__Exercise aim__
The answer must be a single number: the count of lines in these records that hold "stud".

__Records for this task__
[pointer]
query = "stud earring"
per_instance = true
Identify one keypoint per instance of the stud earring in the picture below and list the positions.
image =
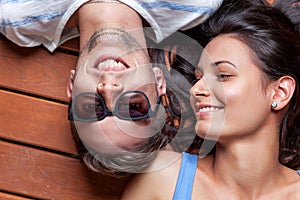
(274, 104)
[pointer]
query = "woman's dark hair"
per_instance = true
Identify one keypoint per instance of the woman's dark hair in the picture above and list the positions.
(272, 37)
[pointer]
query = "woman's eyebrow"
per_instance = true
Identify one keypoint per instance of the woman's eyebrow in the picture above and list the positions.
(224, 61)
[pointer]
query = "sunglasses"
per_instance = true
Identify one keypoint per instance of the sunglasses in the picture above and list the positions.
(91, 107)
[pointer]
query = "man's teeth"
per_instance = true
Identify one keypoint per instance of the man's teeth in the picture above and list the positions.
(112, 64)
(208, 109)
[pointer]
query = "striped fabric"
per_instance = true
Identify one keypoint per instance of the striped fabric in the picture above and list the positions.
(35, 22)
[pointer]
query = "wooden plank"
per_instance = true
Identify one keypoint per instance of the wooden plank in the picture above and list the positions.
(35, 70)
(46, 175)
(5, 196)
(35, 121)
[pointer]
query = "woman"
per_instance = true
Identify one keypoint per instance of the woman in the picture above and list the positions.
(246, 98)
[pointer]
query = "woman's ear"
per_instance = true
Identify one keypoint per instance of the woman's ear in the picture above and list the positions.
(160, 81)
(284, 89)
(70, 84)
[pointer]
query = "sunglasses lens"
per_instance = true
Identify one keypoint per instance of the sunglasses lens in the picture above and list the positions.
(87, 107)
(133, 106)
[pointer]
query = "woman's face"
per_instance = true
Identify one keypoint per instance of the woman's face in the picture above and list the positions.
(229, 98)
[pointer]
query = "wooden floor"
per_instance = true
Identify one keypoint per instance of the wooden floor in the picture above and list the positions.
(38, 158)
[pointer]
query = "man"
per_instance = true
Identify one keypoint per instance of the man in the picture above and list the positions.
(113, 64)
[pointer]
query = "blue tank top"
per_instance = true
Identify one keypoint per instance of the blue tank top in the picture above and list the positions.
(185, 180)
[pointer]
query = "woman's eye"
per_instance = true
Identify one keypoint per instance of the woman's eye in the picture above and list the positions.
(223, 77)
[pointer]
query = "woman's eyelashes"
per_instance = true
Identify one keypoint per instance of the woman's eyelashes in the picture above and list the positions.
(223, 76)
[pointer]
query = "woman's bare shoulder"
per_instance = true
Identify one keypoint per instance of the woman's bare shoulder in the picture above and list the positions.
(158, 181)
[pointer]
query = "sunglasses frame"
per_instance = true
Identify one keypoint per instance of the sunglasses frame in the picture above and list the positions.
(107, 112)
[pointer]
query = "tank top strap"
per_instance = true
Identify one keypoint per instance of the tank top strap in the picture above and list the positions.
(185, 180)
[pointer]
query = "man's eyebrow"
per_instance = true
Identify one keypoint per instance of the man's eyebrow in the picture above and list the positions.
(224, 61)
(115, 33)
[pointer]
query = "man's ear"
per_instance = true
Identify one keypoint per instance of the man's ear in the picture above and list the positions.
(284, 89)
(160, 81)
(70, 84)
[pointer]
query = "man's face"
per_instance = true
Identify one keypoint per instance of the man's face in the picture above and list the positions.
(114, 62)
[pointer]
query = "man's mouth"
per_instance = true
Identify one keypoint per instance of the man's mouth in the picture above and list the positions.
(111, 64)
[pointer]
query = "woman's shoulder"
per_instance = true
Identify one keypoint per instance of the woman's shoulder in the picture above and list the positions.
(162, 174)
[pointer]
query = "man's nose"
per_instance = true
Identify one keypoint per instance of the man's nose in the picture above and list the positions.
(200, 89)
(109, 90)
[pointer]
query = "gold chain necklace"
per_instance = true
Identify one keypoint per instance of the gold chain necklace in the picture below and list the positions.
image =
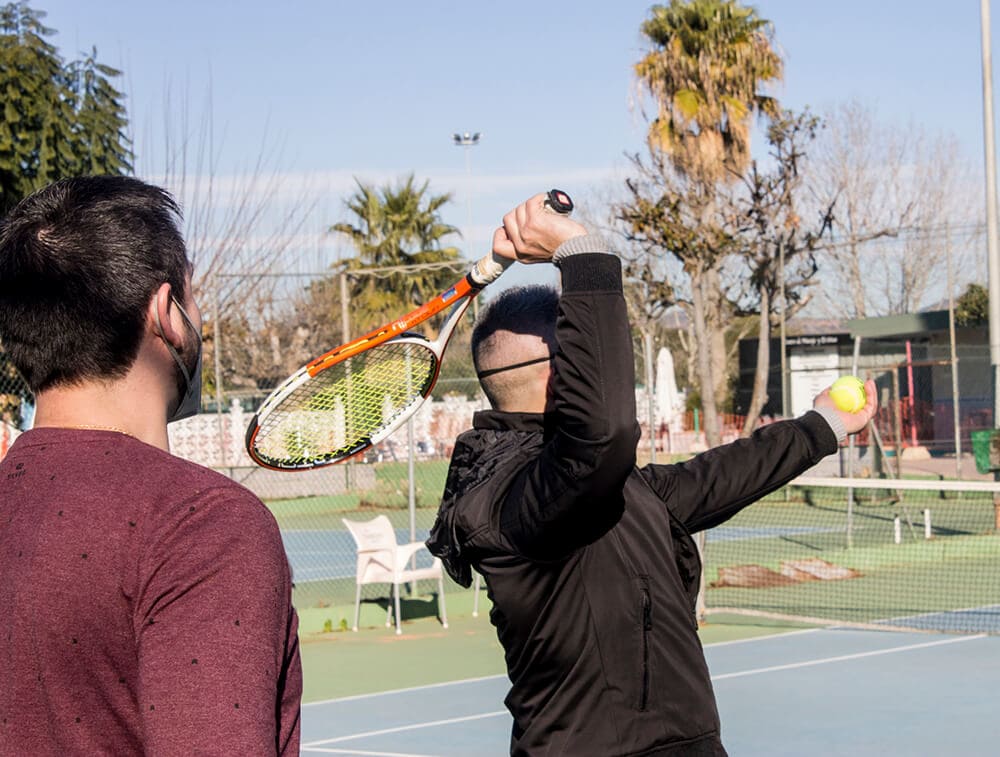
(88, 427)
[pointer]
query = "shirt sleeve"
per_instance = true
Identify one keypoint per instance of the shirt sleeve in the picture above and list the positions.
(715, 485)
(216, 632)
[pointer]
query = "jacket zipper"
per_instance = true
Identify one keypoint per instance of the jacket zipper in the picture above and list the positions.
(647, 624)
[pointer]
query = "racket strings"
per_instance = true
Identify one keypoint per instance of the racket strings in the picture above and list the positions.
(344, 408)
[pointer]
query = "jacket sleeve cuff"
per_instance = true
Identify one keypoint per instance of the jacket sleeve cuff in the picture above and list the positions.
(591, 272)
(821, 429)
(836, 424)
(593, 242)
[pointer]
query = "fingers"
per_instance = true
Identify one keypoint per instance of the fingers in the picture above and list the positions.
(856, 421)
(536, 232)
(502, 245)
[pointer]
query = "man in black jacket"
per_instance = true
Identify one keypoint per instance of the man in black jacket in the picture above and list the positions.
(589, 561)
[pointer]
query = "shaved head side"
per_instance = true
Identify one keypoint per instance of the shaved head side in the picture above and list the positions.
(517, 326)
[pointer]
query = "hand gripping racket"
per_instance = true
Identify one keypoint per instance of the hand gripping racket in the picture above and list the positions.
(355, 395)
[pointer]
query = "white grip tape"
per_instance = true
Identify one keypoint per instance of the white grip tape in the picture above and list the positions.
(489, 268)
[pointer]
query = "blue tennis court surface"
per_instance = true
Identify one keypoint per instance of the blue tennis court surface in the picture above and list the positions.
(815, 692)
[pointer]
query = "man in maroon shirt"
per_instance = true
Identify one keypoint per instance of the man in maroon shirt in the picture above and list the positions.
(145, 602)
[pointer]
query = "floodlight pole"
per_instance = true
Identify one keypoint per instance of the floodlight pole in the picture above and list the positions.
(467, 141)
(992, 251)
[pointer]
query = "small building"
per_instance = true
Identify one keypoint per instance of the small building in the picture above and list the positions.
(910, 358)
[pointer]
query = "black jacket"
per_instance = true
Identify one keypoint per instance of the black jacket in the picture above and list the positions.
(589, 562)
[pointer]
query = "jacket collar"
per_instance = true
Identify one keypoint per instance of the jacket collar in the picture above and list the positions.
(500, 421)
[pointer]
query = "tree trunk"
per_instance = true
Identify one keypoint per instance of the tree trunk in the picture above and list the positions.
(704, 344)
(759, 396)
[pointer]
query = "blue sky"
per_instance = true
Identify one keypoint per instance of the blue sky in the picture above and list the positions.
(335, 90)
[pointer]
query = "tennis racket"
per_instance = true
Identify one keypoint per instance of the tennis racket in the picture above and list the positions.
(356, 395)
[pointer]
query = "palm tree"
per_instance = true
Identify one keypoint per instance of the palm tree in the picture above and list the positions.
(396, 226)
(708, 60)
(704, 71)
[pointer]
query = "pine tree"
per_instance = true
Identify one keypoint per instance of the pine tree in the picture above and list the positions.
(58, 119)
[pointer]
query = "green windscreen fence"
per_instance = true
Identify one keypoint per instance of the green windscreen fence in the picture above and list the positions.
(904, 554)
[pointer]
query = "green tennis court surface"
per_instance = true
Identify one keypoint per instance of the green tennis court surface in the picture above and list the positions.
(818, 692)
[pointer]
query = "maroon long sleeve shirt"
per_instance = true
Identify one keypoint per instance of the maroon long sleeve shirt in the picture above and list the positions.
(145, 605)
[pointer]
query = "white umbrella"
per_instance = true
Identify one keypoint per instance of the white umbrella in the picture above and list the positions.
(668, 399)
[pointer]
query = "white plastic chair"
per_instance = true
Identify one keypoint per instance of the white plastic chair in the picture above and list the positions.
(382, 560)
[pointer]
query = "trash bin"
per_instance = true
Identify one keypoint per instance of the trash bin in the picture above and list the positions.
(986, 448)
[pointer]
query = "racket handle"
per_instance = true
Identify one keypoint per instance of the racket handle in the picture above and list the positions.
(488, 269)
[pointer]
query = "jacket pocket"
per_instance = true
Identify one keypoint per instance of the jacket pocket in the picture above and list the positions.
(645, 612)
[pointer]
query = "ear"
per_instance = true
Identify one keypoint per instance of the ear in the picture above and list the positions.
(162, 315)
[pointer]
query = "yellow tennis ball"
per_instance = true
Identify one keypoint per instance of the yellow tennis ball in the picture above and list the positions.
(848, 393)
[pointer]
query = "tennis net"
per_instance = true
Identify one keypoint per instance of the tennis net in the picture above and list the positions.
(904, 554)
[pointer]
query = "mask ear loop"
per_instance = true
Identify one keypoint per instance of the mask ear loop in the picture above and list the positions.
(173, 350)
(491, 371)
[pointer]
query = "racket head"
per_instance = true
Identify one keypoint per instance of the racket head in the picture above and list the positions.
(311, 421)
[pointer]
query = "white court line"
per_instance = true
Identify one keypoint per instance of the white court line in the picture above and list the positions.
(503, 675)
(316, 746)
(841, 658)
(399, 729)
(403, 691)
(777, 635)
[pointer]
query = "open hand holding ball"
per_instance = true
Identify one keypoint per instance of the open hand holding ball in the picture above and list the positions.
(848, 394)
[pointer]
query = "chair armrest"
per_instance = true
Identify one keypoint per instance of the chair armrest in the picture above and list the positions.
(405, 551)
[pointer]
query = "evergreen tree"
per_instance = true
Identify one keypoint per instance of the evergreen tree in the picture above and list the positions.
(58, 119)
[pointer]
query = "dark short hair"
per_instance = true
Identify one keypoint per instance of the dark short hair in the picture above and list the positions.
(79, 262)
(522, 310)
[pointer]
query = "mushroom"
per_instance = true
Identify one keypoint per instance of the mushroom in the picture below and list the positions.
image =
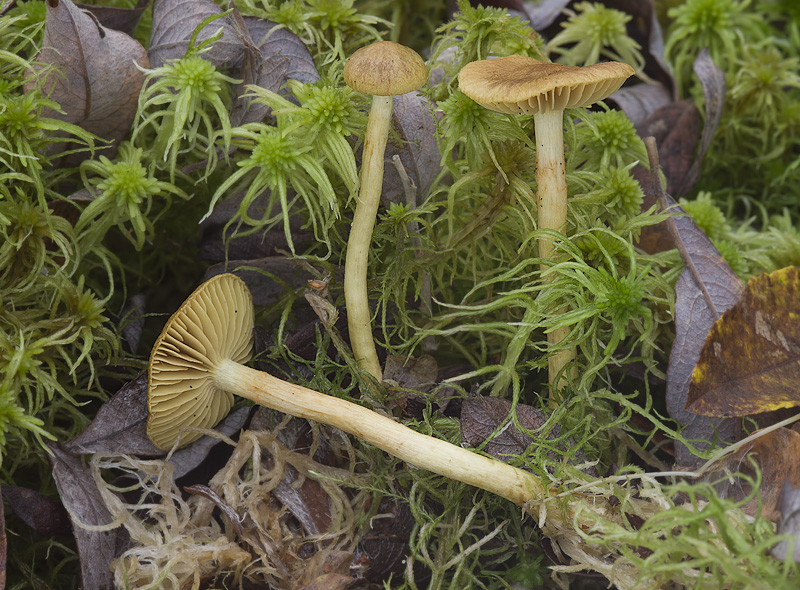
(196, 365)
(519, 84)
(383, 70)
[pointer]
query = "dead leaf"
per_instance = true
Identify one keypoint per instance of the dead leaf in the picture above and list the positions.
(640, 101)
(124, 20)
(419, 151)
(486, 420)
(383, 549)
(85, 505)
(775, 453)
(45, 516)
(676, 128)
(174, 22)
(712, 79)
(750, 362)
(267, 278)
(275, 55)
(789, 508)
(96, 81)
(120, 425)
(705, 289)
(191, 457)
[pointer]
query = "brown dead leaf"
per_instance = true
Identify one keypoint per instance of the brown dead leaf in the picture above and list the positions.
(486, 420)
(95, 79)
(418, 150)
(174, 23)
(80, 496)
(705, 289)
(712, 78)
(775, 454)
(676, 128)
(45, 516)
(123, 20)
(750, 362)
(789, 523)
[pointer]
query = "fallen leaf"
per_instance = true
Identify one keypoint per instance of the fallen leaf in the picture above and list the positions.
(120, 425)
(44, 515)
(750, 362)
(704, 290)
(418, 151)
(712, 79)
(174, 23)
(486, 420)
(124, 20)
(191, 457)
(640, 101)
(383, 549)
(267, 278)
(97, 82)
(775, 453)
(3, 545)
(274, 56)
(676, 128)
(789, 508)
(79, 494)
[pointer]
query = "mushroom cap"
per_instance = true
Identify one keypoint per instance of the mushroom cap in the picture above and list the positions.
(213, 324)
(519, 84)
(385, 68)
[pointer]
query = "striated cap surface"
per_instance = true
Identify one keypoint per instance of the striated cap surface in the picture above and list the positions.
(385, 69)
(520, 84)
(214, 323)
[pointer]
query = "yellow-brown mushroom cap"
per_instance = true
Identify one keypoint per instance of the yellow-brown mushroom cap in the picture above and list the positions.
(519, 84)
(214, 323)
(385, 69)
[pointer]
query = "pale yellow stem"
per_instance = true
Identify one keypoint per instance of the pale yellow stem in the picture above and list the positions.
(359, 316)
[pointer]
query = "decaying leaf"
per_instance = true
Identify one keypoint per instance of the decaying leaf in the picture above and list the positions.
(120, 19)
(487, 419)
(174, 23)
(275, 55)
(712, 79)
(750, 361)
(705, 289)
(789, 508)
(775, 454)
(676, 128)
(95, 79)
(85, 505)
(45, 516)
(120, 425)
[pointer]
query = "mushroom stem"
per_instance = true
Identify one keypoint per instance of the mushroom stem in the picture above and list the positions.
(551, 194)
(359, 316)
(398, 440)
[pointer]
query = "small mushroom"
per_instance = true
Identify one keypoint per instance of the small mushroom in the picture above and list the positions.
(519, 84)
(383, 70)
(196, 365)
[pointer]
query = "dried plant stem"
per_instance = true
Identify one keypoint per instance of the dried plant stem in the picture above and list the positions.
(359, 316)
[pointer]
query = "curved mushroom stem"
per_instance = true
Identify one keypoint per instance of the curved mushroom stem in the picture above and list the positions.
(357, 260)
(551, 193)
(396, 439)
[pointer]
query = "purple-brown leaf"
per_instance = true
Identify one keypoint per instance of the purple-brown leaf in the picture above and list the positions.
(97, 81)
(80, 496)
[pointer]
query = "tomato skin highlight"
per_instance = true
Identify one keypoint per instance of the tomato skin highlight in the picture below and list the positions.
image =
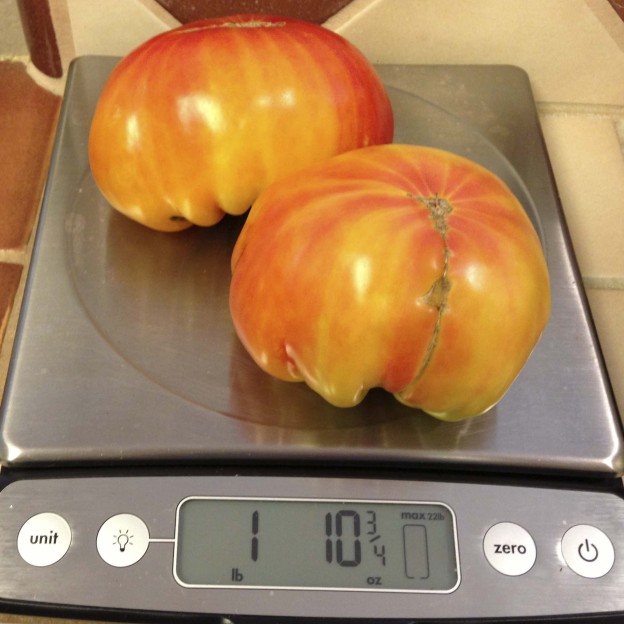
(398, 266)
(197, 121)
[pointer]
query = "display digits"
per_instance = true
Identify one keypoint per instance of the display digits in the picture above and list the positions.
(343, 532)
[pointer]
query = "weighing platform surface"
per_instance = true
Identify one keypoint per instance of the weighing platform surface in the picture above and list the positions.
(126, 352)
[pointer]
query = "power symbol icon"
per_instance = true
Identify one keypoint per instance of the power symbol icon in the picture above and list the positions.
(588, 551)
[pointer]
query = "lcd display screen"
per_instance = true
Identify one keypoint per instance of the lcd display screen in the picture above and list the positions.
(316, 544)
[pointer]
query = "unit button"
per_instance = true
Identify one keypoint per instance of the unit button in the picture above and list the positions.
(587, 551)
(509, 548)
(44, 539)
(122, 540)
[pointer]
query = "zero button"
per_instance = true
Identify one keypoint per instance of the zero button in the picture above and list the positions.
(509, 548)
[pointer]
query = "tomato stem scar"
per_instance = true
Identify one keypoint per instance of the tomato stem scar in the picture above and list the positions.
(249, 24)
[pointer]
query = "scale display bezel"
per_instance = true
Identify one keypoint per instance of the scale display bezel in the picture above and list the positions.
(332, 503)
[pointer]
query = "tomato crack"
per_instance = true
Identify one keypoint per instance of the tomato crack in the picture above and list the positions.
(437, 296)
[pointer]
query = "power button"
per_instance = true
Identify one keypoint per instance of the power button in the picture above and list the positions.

__Solution__
2